Segment Start: DATA TO PROCESS

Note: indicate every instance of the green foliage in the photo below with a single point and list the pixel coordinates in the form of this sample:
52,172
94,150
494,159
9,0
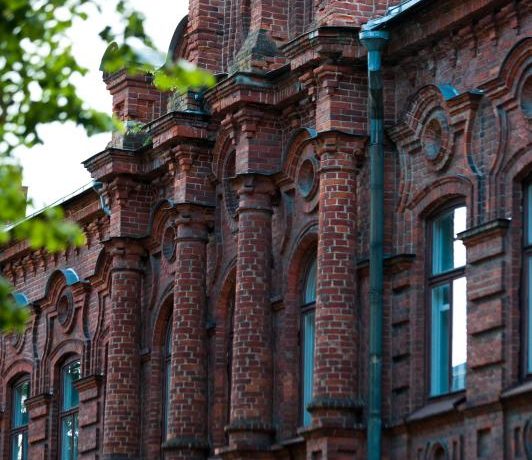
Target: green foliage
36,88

Segment End: DATA TO PROCESS
Segment Start: DATA TO PROCESS

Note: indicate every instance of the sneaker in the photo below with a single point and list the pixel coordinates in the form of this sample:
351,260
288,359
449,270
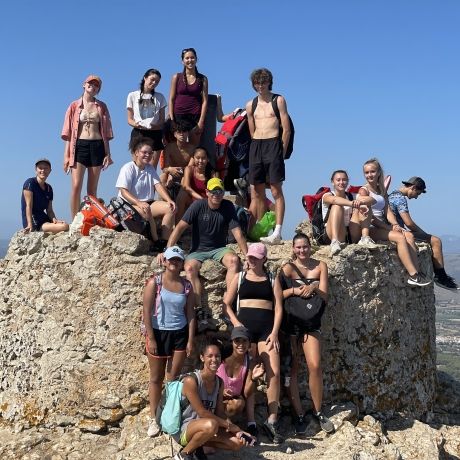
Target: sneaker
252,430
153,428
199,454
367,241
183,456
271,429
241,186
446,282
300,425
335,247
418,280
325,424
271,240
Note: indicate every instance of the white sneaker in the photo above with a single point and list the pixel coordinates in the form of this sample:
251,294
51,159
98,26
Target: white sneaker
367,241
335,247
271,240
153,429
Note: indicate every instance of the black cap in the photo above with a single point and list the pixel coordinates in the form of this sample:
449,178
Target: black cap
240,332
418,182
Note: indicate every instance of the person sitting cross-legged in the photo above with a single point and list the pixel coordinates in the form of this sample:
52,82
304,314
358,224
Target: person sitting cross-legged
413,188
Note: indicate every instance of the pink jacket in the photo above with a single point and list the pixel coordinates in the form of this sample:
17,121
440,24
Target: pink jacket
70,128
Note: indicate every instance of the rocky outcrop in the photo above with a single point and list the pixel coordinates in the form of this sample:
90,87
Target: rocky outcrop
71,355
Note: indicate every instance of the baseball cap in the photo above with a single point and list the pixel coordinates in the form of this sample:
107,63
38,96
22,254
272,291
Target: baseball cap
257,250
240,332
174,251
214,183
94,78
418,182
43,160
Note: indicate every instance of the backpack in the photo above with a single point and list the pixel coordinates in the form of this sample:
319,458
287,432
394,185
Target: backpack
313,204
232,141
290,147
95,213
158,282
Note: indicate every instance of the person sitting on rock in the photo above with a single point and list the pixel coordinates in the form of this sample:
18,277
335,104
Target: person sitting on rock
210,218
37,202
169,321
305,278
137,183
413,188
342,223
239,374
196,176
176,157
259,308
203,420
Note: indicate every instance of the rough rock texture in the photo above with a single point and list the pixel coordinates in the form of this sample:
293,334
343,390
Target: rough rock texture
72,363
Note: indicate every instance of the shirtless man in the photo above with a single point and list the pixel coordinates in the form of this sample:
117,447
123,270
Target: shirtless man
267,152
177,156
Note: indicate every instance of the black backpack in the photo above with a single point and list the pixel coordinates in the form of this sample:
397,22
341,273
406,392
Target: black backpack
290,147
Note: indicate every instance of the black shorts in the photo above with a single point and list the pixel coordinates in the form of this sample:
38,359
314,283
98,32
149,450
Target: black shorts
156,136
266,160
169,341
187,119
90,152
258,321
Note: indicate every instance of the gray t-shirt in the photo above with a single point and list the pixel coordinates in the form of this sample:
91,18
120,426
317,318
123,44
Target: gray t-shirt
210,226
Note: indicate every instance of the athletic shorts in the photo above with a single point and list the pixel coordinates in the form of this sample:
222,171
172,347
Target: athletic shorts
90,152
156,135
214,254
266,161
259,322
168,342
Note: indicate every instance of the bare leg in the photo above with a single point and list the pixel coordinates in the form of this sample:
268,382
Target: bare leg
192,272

Segment End: DATA TO PROCESS

● **REQUIREMENT**
One number only, please: the count of lines in the data that hold the word "below".

● **EXERCISE OUTPUT**
2